#### Task directions:
Copy the records below, from the line containing "If you could point out the flat" through the last line. In that copy, swap "flat roof" for "sloped roof" and leave everything else unchanged.

#### Provided data:
((

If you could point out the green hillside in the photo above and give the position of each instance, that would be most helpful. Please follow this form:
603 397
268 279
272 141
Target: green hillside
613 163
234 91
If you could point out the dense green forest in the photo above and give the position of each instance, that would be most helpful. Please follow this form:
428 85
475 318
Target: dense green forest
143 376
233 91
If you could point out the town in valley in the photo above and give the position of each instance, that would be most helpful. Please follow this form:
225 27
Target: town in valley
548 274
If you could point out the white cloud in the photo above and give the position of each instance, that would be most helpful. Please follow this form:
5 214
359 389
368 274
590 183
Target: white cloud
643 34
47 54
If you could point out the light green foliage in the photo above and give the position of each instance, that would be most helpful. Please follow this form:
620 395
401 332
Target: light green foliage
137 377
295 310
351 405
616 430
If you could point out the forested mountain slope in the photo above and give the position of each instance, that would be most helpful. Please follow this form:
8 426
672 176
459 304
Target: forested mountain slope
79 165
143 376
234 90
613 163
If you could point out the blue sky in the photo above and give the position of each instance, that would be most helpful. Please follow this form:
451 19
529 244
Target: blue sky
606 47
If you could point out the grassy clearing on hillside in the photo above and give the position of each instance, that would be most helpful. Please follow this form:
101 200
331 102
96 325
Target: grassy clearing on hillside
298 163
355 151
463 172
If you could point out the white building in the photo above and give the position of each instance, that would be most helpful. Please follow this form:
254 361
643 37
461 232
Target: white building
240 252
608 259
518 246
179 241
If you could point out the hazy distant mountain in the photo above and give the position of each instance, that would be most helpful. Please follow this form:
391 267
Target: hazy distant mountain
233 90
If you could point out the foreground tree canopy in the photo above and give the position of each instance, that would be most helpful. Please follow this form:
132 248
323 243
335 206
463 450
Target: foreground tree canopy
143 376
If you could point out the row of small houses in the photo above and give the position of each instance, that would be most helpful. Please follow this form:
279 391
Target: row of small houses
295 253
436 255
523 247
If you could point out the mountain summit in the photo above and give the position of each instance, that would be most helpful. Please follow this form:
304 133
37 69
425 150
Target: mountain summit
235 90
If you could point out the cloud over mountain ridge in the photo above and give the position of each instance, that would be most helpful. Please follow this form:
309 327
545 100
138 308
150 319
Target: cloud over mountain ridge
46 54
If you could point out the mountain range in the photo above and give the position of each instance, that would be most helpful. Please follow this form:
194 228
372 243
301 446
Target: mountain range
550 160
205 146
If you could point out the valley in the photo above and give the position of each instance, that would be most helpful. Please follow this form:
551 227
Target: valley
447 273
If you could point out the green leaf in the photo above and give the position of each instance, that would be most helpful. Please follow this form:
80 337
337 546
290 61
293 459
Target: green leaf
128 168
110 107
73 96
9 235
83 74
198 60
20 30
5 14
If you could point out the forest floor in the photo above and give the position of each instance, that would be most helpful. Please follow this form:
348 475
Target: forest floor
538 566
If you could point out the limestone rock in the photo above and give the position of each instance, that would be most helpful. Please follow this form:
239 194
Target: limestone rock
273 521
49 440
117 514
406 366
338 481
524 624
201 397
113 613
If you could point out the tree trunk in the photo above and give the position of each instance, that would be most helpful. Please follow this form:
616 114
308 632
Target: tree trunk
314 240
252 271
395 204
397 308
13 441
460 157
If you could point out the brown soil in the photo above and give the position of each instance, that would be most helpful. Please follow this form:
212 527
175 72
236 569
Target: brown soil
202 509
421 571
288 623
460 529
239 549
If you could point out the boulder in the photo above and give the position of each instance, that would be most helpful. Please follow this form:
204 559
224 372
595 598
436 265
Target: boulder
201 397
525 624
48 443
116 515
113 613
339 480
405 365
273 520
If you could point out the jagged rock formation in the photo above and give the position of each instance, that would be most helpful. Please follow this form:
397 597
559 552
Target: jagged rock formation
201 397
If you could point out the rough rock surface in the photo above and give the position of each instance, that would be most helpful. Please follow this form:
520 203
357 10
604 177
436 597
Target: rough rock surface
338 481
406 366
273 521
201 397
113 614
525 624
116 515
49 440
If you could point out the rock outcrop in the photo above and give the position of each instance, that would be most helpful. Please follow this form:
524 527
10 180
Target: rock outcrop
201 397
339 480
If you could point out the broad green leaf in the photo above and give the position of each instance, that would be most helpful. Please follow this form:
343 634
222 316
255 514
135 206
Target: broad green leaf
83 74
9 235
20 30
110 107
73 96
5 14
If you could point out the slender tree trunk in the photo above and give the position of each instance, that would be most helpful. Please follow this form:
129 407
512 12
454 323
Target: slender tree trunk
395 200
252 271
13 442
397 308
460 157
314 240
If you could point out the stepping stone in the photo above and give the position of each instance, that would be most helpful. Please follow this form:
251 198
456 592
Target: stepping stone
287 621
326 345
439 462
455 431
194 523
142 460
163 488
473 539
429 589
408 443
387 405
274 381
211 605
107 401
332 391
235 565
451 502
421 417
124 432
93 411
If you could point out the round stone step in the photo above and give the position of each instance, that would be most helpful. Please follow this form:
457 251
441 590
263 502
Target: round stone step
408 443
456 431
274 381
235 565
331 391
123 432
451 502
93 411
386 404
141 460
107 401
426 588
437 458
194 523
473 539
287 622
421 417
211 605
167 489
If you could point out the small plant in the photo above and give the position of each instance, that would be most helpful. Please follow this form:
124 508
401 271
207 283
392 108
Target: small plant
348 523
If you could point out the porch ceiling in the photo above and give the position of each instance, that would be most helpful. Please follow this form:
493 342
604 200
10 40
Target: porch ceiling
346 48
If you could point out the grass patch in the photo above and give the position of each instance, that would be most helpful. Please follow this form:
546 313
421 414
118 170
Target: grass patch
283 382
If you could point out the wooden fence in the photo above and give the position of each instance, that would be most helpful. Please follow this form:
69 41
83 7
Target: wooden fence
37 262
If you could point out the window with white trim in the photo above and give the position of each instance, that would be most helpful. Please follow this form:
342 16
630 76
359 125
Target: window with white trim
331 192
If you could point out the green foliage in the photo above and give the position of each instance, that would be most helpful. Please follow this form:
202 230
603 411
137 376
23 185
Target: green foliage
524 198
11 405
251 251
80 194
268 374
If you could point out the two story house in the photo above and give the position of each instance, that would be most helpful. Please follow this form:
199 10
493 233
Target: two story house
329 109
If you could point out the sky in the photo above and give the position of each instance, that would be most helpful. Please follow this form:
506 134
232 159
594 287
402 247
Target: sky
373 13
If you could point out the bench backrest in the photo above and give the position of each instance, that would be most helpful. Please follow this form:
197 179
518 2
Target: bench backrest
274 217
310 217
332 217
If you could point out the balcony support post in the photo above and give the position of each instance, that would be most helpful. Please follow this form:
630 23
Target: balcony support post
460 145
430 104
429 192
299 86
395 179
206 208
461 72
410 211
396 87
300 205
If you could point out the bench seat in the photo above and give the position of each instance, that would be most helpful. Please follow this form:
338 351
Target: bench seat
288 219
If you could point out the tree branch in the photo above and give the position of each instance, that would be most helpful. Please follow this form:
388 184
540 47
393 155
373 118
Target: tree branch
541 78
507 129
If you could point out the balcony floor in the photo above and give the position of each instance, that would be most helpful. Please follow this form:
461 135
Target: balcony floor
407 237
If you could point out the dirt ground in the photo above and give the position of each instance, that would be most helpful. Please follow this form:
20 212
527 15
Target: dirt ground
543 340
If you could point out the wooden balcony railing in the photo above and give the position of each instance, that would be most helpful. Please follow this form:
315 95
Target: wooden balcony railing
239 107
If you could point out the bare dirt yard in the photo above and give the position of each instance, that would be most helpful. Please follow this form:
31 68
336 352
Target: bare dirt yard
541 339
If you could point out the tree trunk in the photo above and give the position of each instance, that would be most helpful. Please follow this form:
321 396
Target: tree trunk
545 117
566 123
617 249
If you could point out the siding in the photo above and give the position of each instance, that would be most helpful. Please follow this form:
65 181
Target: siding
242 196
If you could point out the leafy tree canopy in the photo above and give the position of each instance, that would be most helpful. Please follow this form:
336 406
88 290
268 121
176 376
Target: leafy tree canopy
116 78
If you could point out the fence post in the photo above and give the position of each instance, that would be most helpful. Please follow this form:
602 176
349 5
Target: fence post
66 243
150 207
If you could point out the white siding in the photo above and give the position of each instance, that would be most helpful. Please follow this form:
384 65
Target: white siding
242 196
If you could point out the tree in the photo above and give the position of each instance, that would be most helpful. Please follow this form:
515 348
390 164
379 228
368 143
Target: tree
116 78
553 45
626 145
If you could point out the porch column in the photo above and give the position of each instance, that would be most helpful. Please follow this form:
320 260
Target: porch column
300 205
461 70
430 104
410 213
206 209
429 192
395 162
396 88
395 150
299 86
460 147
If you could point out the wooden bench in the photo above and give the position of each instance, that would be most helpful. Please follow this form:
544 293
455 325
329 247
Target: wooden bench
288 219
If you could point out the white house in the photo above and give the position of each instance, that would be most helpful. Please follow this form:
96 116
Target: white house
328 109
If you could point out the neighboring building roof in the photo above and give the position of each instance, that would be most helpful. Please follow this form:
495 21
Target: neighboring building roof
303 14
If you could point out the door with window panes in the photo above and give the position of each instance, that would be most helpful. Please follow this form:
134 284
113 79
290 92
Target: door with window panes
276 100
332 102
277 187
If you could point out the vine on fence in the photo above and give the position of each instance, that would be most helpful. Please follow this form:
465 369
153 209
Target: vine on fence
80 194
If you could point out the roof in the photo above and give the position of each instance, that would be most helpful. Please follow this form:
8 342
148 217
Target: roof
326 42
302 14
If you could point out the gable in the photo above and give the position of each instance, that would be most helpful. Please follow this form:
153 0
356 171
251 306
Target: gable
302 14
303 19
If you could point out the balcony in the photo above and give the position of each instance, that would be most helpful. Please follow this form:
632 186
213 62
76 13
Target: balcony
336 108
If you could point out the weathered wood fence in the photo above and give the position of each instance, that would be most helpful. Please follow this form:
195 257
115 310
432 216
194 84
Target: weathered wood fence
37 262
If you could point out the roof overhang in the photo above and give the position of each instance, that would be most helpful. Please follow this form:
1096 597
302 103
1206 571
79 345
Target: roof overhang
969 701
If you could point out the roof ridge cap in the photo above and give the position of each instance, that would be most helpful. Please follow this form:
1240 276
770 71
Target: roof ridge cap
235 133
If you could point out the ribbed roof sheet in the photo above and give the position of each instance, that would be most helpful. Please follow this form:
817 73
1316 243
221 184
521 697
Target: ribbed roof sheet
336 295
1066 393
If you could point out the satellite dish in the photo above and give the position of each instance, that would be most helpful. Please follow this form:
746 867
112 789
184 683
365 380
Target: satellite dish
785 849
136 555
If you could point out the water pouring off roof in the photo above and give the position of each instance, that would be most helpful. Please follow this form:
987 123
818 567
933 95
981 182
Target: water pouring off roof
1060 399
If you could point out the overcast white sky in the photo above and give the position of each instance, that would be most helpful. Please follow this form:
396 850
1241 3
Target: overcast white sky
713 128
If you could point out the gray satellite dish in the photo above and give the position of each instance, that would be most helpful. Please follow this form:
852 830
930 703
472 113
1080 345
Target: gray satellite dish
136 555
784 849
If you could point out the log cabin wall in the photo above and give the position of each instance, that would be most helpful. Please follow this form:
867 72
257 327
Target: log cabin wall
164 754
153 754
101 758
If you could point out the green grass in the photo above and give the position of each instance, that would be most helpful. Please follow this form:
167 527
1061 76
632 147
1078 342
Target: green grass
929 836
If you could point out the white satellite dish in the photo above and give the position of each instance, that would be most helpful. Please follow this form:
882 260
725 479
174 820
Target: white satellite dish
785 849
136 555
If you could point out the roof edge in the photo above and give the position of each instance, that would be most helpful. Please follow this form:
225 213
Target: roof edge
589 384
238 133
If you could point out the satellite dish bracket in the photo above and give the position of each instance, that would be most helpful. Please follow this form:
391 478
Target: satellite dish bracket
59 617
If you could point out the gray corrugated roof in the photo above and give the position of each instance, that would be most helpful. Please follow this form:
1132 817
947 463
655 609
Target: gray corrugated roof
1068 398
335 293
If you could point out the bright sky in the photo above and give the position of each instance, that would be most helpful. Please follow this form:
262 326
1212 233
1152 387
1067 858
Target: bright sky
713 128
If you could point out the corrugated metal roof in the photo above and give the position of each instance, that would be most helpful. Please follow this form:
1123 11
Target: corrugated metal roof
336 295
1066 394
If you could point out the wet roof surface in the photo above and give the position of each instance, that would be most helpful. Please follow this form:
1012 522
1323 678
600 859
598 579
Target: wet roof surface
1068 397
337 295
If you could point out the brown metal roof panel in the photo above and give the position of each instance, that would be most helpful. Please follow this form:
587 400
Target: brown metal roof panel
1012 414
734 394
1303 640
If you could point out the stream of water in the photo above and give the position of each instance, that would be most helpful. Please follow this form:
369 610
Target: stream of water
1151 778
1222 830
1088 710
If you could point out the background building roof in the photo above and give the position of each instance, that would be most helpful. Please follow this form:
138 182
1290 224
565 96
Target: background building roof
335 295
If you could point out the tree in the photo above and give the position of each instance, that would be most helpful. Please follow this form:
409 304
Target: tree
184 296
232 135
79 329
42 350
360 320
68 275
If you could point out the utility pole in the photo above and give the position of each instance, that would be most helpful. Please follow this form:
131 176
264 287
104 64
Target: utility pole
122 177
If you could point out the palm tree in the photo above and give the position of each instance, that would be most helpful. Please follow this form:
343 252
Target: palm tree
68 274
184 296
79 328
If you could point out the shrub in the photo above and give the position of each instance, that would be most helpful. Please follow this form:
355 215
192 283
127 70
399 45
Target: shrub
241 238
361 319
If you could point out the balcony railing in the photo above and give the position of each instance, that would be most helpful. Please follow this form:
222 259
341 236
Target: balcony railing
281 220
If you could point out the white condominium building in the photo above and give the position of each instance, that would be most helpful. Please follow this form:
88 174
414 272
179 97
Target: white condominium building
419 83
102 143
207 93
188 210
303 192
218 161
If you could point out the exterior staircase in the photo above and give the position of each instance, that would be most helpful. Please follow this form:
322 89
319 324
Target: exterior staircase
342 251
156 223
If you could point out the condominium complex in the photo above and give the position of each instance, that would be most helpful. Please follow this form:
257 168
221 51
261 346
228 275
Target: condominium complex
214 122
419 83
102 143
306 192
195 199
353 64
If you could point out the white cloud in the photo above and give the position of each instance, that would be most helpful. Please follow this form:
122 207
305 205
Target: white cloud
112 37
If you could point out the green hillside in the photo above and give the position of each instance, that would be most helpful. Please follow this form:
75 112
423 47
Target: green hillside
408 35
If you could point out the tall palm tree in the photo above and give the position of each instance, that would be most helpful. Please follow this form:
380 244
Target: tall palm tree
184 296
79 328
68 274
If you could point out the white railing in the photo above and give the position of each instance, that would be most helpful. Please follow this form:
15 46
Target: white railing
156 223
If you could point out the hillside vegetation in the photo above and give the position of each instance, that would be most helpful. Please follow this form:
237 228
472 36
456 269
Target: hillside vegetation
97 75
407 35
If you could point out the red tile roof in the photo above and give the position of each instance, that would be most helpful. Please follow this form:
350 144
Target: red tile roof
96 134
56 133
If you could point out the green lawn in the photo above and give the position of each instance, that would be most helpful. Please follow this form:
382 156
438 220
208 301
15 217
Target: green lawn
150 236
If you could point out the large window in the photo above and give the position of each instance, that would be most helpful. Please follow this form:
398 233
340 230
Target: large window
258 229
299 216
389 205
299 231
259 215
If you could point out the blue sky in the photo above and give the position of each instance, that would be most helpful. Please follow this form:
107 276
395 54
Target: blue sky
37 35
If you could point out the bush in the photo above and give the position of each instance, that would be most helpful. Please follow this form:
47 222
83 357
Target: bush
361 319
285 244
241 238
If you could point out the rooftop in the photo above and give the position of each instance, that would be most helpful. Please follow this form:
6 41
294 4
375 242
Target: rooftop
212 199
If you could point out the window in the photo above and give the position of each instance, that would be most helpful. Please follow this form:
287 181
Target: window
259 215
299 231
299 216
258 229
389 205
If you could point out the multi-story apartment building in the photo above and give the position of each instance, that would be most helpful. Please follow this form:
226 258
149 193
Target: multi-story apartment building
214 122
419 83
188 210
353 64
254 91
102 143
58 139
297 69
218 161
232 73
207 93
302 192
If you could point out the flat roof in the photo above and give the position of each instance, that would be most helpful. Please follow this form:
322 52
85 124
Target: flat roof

))

#### Exercise result:
If you could point out the sloped roof in the photo above and give the position of each instance, that would be most helpful. Please follow this form:
322 52
85 124
Target: sloped roof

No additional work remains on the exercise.